[HOW TO COMPLETE THIS TASK]
Print the range of lines that opens with the line containing "Guideline: the keypoint for each instance of the housefly" and closes with the last line of the listing. Include both ends; print nothing more.

************

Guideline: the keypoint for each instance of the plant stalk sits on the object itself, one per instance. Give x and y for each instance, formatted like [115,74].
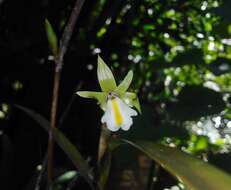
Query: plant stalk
[64,42]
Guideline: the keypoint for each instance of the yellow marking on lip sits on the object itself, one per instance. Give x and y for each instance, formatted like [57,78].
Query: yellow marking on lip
[117,113]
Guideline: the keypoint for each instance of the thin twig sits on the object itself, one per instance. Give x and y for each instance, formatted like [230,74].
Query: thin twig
[40,176]
[58,69]
[68,107]
[154,171]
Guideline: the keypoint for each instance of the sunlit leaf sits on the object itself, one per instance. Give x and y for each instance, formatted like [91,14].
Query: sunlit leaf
[52,38]
[105,76]
[67,176]
[70,150]
[192,172]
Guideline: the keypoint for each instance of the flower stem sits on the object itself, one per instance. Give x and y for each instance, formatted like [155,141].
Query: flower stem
[64,42]
[103,142]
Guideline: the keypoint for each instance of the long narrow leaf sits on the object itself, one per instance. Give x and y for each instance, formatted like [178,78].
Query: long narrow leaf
[192,172]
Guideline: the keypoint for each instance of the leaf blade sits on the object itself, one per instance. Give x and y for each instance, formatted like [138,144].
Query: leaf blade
[51,37]
[64,143]
[192,172]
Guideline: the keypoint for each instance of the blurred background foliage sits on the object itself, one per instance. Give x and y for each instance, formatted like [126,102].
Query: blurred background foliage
[179,50]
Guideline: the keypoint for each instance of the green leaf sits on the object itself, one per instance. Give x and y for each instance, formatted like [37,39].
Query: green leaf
[101,97]
[52,38]
[64,143]
[105,76]
[133,100]
[192,172]
[67,176]
[124,85]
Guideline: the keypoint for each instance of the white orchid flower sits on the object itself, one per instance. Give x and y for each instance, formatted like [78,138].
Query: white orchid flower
[118,115]
[116,102]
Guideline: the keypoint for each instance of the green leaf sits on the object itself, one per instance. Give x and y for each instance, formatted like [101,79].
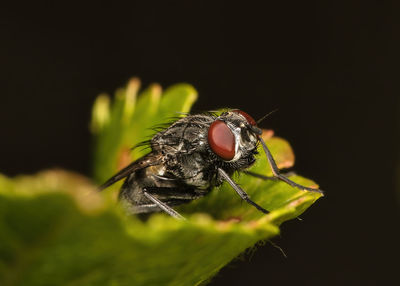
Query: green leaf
[56,229]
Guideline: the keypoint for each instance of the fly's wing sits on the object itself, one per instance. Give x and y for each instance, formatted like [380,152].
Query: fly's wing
[144,162]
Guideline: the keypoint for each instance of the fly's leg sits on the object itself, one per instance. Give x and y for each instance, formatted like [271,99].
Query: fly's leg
[268,177]
[279,176]
[240,191]
[163,206]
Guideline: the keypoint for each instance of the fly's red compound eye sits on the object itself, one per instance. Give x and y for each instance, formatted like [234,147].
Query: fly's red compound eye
[221,140]
[249,119]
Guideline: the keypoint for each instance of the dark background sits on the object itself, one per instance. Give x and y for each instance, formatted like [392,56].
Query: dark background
[329,68]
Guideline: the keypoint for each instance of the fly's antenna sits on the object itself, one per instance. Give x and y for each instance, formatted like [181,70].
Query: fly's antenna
[266,115]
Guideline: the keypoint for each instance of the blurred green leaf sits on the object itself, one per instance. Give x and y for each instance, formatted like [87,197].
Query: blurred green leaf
[56,229]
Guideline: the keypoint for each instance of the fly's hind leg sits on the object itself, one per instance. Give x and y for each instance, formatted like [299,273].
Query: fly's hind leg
[162,205]
[263,177]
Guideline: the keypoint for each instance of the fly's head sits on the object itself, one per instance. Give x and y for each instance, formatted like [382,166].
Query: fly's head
[233,137]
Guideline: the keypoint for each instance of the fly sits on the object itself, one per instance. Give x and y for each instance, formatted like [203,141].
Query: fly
[189,158]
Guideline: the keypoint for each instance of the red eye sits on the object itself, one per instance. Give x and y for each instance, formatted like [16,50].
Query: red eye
[221,140]
[249,119]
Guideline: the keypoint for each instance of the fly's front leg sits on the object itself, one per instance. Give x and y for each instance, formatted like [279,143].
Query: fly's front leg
[240,191]
[277,174]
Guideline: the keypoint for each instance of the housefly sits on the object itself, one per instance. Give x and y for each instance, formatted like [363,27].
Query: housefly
[189,158]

************

[RESPONSE]
Guideline: the keypoint for each instance of the housefly sits on the object itself, one per instance. Give x and y for each instance, formatted like [363,27].
Query: housefly
[189,158]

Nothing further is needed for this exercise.